• _What is required_
In your copy, reproduce each entry exactly and include no picture.

====== Source data

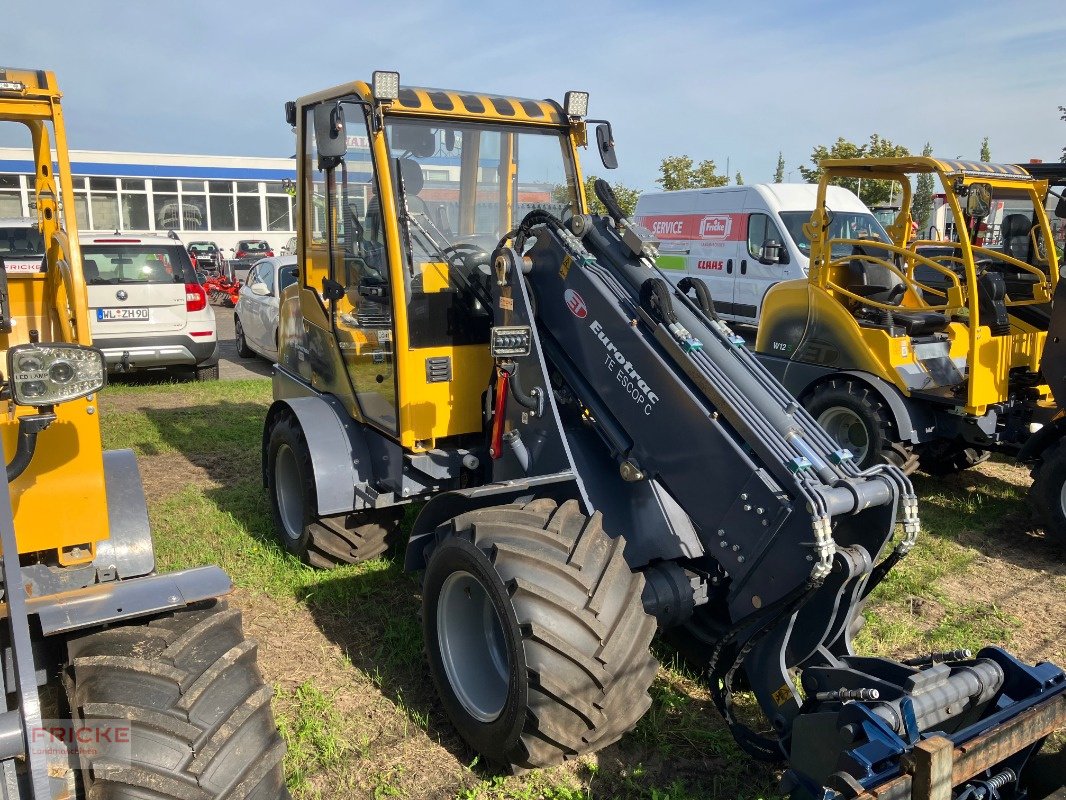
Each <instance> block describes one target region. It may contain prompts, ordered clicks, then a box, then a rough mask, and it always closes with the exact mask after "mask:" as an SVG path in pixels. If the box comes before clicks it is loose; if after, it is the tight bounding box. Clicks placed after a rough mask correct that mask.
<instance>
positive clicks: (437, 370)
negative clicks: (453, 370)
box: [425, 355, 452, 383]
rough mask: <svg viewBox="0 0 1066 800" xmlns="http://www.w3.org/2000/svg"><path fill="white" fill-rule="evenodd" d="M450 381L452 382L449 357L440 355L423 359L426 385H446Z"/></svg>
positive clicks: (451, 360) (448, 356)
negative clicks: (439, 355) (444, 383)
mask: <svg viewBox="0 0 1066 800" xmlns="http://www.w3.org/2000/svg"><path fill="white" fill-rule="evenodd" d="M450 380H452V359H451V357H450V356H447V355H441V356H437V357H436V358H426V359H425V382H426V383H446V382H448V381H450Z"/></svg>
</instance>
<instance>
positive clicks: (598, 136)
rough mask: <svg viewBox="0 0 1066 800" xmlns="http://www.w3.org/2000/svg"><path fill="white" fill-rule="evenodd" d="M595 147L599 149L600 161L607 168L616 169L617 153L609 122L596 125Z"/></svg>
mask: <svg viewBox="0 0 1066 800" xmlns="http://www.w3.org/2000/svg"><path fill="white" fill-rule="evenodd" d="M596 147H597V149H599V154H600V161H602V162H603V166H605V167H607V169H608V170H617V169H618V154H617V151H616V150H615V149H614V134H613V133H612V132H611V123H600V124H599V125H597V126H596Z"/></svg>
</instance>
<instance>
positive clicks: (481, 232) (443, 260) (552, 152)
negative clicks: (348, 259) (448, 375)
mask: <svg viewBox="0 0 1066 800" xmlns="http://www.w3.org/2000/svg"><path fill="white" fill-rule="evenodd" d="M386 138H387V141H388V144H389V169H390V172H391V174H392V183H393V194H394V196H395V203H397V219H398V220H399V222H400V235H401V243H402V246H403V251H404V255H403V257H404V265H403V267H404V288H405V292H406V297H407V305H408V314H407V317H408V320H409V324H410V335H411V341H413V342H415V343H416V345H420V346H432V345H440V343H445V342H446V341H447V342H451V343H463V342H468V341H471V342H472V341H480V340H483V339H486V340H487V336H488V324H489V313H488V308H489V305H490V291H489V275H490V270H489V259H490V254H491V253H492V251H494V250H495V249H496V246H497V244H498V243H499V242H500V239H501V238H502V237H504V236H505V235H506V234H508V233H510V231H511V230H513V229H514V228H515V227H516V226H517V225H518V223H519V222H521V220H522V218H523V217H526V214H528V213H529V212H530V211H532V210H534V209H545V210H547V211H550V212H551V213H553V214H555V215H559V217H561V215H563V214H564V213H567V212H568V211H569V210H570V209H572V208H575V207H576V206H575V191H576V187H577V180H576V179H575V176H574V172H572V166H571V161H570V160H569V159H568V158H567V157H566V151H567V150H566V147H567V146H568V140H567V139H566V138H565V137H564V134H563V132H562V131H560V130H559V129H551V128H548V129H544V130H543V131H542V130H538V129H530V128H520V127H517V126H507V125H500V124H494V123H466V124H464V123H453V122H449V123H448V127H441V125H440V124H439V123H434V122H432V121H417V119H411V121H408V119H404V121H397V119H393V121H392V122H390V123H387V125H386ZM364 227H365V229H366V230H367V233H368V235H369V238H370V239H371V240H374V239H375V238H377V237H378V236H379V233H378V231H379V229H381V227H382V224H381V210H379V207H378V206H377V204H376V198H374V197H371V198H370V199H369V202H368V206H367V211H366V222H365V225H364Z"/></svg>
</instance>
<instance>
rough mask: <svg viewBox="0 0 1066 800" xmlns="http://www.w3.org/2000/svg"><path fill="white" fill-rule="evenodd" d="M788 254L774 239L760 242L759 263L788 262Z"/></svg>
mask: <svg viewBox="0 0 1066 800" xmlns="http://www.w3.org/2000/svg"><path fill="white" fill-rule="evenodd" d="M788 260H789V254H788V253H787V252H786V250H785V247H782V246H781V243H780V242H779V241H777V240H776V239H768V240H766V241H764V242H763V243H762V250H761V251H760V255H759V263H765V265H771V263H788Z"/></svg>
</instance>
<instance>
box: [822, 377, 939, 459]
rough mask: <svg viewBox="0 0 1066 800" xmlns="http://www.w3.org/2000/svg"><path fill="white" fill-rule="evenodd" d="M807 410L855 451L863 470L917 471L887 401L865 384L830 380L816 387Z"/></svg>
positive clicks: (868, 386) (852, 381)
mask: <svg viewBox="0 0 1066 800" xmlns="http://www.w3.org/2000/svg"><path fill="white" fill-rule="evenodd" d="M804 407H806V409H807V411H808V412H810V415H811V416H812V417H814V419H815V420H817V421H818V423H819V425H820V426H822V428H824V429H825V432H826V433H828V434H829V437H830V438H833V441H834V442H836V443H837V444H838V445H839V446H840V447H846V448H847V449H849V450H851V451H852V454H853V455H854V457H855V463H856V464H857V465H858V467H859V468H860V469H867V468H869V467H871V466H873V465H874V464H879V463H888V464H894V465H895V466H898V467H900V468H901V469H903V471H904V473H906V474H907V475H909V474H910V473H912V471H915V470H916V469H917V468H918V457H917V455H916V454H915V452H914V450H912V449H911V448H910V447H909V446H908V445H905V444H903V443H902V442H900V441H899V439H898V438H897V435H895V426H894V423H893V421H892V419H891V416H890V415H889V411H888V406H887V405H886V404H885V401H884V400H883V399H882V397H881V396H879V395H878V394H877V393H876V391H874V390H873V389H872V388H870V387H869V386H867V385H866V384H863V383H860V382H858V381H850V380H847V379H840V378H835V379H831V380H829V381H826V382H825V383H821V384H819V385H818V386H815V387H814V390H813V391H812V393H811V394H810V395H808V396H807V397H806V398H805V399H804Z"/></svg>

============

• _Finished exercise_
Each <instance> block describes one target region. It may contain prompts, ordered clicks, then a box, then a rough mask, and it always closes with the exact mask after "mask:" as an SVG path in pixels. If the box comes before clicks it is loose; if after, it is the tight bounding box. Clicks placed after a rough mask correct that mask.
<instance>
positive clicks: (437, 370)
negative clicks: (453, 370)
box: [425, 355, 452, 383]
rough mask: <svg viewBox="0 0 1066 800" xmlns="http://www.w3.org/2000/svg"><path fill="white" fill-rule="evenodd" d="M450 381L452 382L449 357L440 355L423 359L426 385H446Z"/></svg>
positive clicks: (451, 360) (448, 356)
negative clicks: (439, 355) (444, 383)
mask: <svg viewBox="0 0 1066 800" xmlns="http://www.w3.org/2000/svg"><path fill="white" fill-rule="evenodd" d="M450 380H452V359H451V357H450V356H447V355H441V356H437V357H436V358H426V359H425V382H426V383H446V382H448V381H450Z"/></svg>
</instance>
<instance>
positive clicks: (598, 136)
rough mask: <svg viewBox="0 0 1066 800" xmlns="http://www.w3.org/2000/svg"><path fill="white" fill-rule="evenodd" d="M595 147L599 149L600 161L607 168L616 169L617 153L609 122L596 125Z"/></svg>
mask: <svg viewBox="0 0 1066 800" xmlns="http://www.w3.org/2000/svg"><path fill="white" fill-rule="evenodd" d="M596 147H597V149H599V154H600V161H602V162H603V166H605V167H607V169H608V170H617V169H618V154H617V151H616V150H615V149H614V134H613V133H612V132H611V123H600V124H599V125H597V126H596Z"/></svg>
</instance>
<instance>
positive clicks: (481, 232) (443, 260) (552, 152)
negative clicks: (348, 259) (448, 375)
mask: <svg viewBox="0 0 1066 800" xmlns="http://www.w3.org/2000/svg"><path fill="white" fill-rule="evenodd" d="M386 138H387V141H388V144H389V169H390V172H391V174H392V183H393V194H394V196H395V203H397V219H398V220H399V222H400V235H401V243H402V246H403V251H404V255H403V257H404V265H403V267H404V288H405V292H406V297H407V305H408V314H407V317H408V320H409V324H410V335H411V341H413V342H415V343H416V345H420V346H432V345H440V343H445V342H446V341H447V342H451V343H463V342H468V341H471V342H472V341H480V340H483V339H486V340H487V336H488V324H489V313H488V308H489V305H490V291H489V275H490V270H489V259H490V254H491V253H492V251H494V250H495V249H496V246H497V244H498V243H499V242H500V239H501V238H502V237H504V236H505V235H506V234H508V233H510V231H511V230H513V229H514V228H515V227H516V226H517V225H518V223H519V222H521V220H522V218H523V217H526V214H528V213H529V212H530V211H532V210H534V209H545V210H547V211H550V212H551V213H553V214H555V215H559V217H561V215H563V214H564V213H567V212H568V211H569V210H570V209H572V208H575V207H576V206H575V191H576V187H577V180H576V179H575V176H574V172H572V166H571V161H570V160H569V159H568V158H567V157H566V151H567V150H566V147H567V146H568V140H567V139H566V138H565V137H564V134H563V132H562V131H560V130H559V129H551V128H548V129H544V130H543V131H542V130H538V129H530V128H520V127H517V126H507V125H500V124H494V123H466V124H464V123H453V122H449V123H448V127H441V125H440V124H439V123H434V122H432V121H417V119H411V121H408V119H404V121H397V119H393V121H392V122H390V123H387V125H386ZM364 227H365V229H366V230H367V233H368V235H369V238H370V239H371V240H374V239H375V238H377V237H378V236H379V233H378V231H379V229H381V227H382V224H381V210H379V207H378V206H377V204H376V198H374V197H371V198H370V199H369V202H368V206H367V211H366V222H365V225H364Z"/></svg>
</instance>
<instance>
rough mask: <svg viewBox="0 0 1066 800" xmlns="http://www.w3.org/2000/svg"><path fill="white" fill-rule="evenodd" d="M788 254L774 239L760 242L759 263L788 262Z"/></svg>
mask: <svg viewBox="0 0 1066 800" xmlns="http://www.w3.org/2000/svg"><path fill="white" fill-rule="evenodd" d="M788 260H789V254H788V253H787V252H786V250H785V247H782V246H781V243H780V242H779V241H777V240H776V239H768V240H766V241H764V242H763V243H762V250H761V251H760V255H759V263H765V265H771V263H788Z"/></svg>
</instance>
<instance>
box: [822, 377, 939, 459]
rough mask: <svg viewBox="0 0 1066 800" xmlns="http://www.w3.org/2000/svg"><path fill="white" fill-rule="evenodd" d="M807 410L855 451L863 470L917 471L887 401L865 384L830 380L816 387Z"/></svg>
positive clicks: (868, 386) (852, 381)
mask: <svg viewBox="0 0 1066 800" xmlns="http://www.w3.org/2000/svg"><path fill="white" fill-rule="evenodd" d="M804 407H806V409H807V411H808V412H810V415H811V416H812V417H814V419H815V420H817V421H818V423H819V425H820V426H822V428H824V429H825V432H826V433H828V434H829V437H830V438H833V441H834V442H836V443H837V444H838V445H839V446H840V447H846V448H847V449H849V450H851V451H852V454H853V455H854V457H855V463H856V464H857V465H858V467H859V468H860V469H867V468H869V467H871V466H873V465H874V464H879V463H888V464H894V465H895V466H898V467H900V468H901V469H903V471H904V473H906V474H907V475H909V474H910V473H912V471H915V470H916V469H917V468H918V457H917V455H916V454H915V452H914V450H912V449H911V448H910V447H909V446H908V445H905V444H903V443H902V442H900V441H899V439H898V438H897V435H895V426H894V423H893V421H892V419H891V416H890V415H889V411H888V406H887V405H886V404H885V401H884V400H883V399H882V397H881V396H879V395H878V394H877V393H876V391H874V390H873V389H872V388H870V387H869V386H867V385H866V384H863V383H860V382H858V381H850V380H847V379H840V378H835V379H831V380H829V381H826V382H825V383H821V384H819V385H818V386H815V387H814V390H813V391H812V393H811V394H810V395H808V396H807V397H806V398H805V399H804Z"/></svg>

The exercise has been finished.